• **Entries supplied**
============

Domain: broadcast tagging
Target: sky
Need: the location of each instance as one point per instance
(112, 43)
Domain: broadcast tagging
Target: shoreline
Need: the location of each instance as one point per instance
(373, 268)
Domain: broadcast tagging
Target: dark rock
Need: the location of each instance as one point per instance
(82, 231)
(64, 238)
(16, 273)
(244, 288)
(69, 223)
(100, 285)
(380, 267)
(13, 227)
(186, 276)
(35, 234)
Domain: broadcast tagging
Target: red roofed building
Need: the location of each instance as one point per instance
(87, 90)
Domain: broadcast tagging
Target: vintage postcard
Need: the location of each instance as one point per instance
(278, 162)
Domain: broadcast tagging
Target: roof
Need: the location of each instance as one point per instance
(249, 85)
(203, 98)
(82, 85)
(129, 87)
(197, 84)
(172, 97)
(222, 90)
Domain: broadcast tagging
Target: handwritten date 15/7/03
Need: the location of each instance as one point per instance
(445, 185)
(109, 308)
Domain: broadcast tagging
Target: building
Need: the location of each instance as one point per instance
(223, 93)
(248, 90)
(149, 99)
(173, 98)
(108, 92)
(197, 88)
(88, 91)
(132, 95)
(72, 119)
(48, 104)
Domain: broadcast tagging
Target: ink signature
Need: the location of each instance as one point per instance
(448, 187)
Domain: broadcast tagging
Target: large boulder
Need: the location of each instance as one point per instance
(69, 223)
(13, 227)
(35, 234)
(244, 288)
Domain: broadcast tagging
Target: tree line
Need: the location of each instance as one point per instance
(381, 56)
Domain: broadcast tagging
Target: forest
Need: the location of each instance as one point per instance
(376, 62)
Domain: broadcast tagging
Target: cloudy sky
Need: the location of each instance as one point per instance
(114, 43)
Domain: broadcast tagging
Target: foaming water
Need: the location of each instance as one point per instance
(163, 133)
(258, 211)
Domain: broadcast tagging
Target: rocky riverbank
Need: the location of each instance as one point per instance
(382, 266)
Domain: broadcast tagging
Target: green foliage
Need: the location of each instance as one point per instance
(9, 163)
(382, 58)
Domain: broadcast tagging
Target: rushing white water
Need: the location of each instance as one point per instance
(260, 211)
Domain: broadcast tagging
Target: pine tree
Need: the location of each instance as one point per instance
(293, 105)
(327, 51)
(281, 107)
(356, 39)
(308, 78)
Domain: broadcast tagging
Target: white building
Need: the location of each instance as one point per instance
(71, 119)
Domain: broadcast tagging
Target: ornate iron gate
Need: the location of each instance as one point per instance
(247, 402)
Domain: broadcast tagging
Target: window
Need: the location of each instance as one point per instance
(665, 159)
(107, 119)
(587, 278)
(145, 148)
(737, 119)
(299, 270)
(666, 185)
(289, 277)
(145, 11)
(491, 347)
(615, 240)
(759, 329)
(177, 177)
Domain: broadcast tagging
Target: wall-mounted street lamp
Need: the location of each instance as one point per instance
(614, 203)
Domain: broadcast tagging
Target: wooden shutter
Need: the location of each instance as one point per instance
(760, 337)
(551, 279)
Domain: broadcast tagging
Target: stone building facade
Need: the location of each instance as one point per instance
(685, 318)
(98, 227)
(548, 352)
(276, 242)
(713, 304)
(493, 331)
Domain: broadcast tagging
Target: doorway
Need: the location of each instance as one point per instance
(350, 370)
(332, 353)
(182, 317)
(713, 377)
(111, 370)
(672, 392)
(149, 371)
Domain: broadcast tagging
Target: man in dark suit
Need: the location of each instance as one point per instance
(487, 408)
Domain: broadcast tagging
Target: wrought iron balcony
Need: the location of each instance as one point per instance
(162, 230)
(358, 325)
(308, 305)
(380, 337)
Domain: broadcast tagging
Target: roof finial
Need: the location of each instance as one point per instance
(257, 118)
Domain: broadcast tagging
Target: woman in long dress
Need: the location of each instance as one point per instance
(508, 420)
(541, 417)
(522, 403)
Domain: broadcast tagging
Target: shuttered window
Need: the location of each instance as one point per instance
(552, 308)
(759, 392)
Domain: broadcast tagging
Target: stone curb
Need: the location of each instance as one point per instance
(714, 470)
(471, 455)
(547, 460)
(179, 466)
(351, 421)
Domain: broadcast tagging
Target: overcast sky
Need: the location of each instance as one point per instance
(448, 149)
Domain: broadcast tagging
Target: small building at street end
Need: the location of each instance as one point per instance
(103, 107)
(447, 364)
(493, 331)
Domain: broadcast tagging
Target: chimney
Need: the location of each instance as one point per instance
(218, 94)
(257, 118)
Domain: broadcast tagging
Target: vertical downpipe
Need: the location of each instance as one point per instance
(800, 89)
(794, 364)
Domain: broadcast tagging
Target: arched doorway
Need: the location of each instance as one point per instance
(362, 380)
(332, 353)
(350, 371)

============

• **Task details**
Count the lines in the entries above that contain the word "building", matching case exactly. Give only the number.

• **Reply to the task**
5